[The data Boundary: Start]
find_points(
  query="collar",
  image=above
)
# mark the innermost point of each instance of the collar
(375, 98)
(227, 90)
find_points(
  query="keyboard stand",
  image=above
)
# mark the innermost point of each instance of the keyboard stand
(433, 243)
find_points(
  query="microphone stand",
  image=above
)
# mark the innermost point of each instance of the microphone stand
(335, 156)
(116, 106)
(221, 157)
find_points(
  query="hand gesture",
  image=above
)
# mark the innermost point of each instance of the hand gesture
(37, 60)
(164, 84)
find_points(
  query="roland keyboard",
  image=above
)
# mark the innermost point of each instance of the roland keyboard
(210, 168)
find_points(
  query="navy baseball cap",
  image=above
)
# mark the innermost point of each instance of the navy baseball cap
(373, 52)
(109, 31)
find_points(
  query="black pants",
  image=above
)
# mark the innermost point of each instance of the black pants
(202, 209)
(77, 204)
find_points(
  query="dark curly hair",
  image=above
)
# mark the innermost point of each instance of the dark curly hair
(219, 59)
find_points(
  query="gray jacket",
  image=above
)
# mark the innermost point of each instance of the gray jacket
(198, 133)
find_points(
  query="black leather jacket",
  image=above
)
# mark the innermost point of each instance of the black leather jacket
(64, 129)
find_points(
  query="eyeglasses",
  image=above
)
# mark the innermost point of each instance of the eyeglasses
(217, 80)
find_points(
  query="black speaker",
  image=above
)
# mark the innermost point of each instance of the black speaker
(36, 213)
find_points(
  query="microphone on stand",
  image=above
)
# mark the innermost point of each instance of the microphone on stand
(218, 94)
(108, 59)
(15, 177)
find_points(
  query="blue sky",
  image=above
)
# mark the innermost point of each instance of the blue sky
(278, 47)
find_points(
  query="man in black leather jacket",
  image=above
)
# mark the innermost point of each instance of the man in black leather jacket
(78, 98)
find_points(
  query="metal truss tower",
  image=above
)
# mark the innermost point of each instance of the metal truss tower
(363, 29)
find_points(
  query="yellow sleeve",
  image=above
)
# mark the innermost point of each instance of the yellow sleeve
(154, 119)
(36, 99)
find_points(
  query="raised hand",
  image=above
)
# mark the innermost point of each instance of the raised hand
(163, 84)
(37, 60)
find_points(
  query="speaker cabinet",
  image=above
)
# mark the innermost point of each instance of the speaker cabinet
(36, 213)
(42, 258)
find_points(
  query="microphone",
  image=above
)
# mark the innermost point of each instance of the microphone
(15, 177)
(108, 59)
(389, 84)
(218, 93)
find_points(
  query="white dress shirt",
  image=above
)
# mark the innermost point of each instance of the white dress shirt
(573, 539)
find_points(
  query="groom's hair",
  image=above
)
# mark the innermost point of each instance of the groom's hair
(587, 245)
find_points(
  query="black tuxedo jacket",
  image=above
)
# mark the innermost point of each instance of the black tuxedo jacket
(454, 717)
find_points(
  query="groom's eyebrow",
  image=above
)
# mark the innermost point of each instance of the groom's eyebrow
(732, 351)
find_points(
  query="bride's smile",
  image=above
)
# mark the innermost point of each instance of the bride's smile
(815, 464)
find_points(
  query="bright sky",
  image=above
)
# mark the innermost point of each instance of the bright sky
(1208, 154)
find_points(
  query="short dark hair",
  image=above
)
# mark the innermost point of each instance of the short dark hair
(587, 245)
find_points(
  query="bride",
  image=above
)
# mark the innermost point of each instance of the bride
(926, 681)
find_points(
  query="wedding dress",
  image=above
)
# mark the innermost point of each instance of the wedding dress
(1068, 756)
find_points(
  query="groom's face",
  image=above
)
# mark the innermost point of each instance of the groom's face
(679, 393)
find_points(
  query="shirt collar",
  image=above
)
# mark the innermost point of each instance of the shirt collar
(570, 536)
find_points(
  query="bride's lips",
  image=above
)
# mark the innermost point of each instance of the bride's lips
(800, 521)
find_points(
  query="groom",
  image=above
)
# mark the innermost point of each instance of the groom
[The data Boundary: End]
**Assignment**
The expected response reproduces all of the data precisely.

**Answer for the task**
find_points(
  query="collar",
  image=above
)
# mark the innermost point of each instance of the collar
(375, 98)
(227, 90)
find_points(
  query="keyboard stand",
  image=above
)
# mark the innermost point of each instance of the keyboard stand
(433, 243)
find_points(
  query="microphone stand",
  image=above
)
# mark the innermost point of each instance of the microphone stand
(335, 156)
(116, 106)
(221, 157)
find_points(
  query="hand gesture",
  image=above
)
# mark the innermost point of each instance of the hand gesture
(37, 60)
(164, 84)
find_points(
  query="roland keyboard",
  image=above
)
# mark the innermost point of each instance of the roland keyboard
(210, 168)
find_points(
  query="navy baseball cap",
  image=above
)
# mark the innermost point of each instance of the navy baseball cap
(373, 52)
(109, 31)
find_points(
  query="black pants",
  image=above
)
# mark the innermost point of each instance of the black pants
(202, 209)
(77, 204)
find_points(
  query="dark curly hair",
  image=above
)
# mark the innermost point of each instance of the dark curly hair
(219, 59)
find_points(
  query="gray jacket",
  image=above
)
# mark the innermost point of each instance of the gray jacket
(198, 133)
find_points(
  query="black leather jacket",
  image=above
)
# mark the innermost point of each instance of the black leather jacket
(64, 129)
find_points(
  query="eyeglasses",
  image=above
)
# mark the innermost point of each instance of the eyeglasses
(217, 80)
find_points(
  query="black speaker",
  image=above
)
# mark the innermost point of each instance of the black speaker
(36, 213)
find_points(
  query="microphone on stand",
  image=above
)
# mark the innermost point of each instance of the microphone on stand
(218, 94)
(108, 59)
(15, 177)
find_points(
  query="blue sky",
  image=above
)
# mark the innermost point of each instance of the blue sky
(278, 47)
find_points(
  query="man in black leather jacket",
  image=above
)
# mark the innermost point of each instance of the man in black leather jacket
(78, 98)
find_points(
  query="metal truss tower",
  image=above
)
# mark the innermost point of each instance of the metal truss tower
(363, 29)
find_points(
  query="yellow sleeve",
  image=above
)
# mark the innermost point of each instance of the yellow sleeve
(154, 119)
(36, 99)
find_points(
  query="raised hand",
  image=above
)
# mark the innermost point of each instance of the raised hand
(163, 84)
(37, 60)
find_points(
  query="speaker cabinet",
  image=above
)
# mark the innermost point of each instance of the speaker cabinet
(36, 213)
(42, 258)
find_points(
  query="microphone",
  image=above
)
# mark the innermost point of each instance of the microphone
(15, 177)
(108, 59)
(389, 84)
(218, 93)
find_points(
  query="white dress shirt",
  image=above
)
# mark the innermost point of each instance of the white dress shirt
(573, 539)
find_points(
  query="groom's hair",
  image=above
)
# mark the innermost point of each instance of the groom's hair
(587, 245)
find_points(
  query="black tuxedo jacket",
  image=above
)
# mark the innermost point of each instance of the black tuxedo jacket
(454, 717)
find_points(
  query="groom's eyebrow",
  image=above
)
# mark the innermost point of each instance of the groom's eyebrow
(732, 351)
find_points(
  query="bride's smile",
  image=above
)
# mark the innermost point of each instance of the bride's smile
(815, 464)
find_points(
  query="bright sky",
  image=above
)
# mark the innermost point of each instance of the bright sky
(1208, 154)
find_points(
  query="short dark hair",
  image=above
)
# mark the innermost point of each instance of the short dark hair
(587, 245)
find_points(
  query="bride",
  image=above
)
# mark the innermost point of each instance of the bride
(926, 681)
find_points(
  query="wedding dress",
  image=above
)
# mark the innermost point of each instance of the wedding dress
(1068, 756)
find_points(
  query="groom's face",
  image=above
)
# mark the innermost point of each instance of the groom's face
(679, 393)
find_points(
  query="shirt collar",
  image=above
)
# mark the innermost point of each instance of the shirt collar
(570, 536)
find_points(
  query="bride's lips",
  image=above
)
# mark the innermost point of each instance of the bride's lips
(800, 521)
find_points(
  query="groom",
  image=above
)
# mark the innermost point of each instance of the groom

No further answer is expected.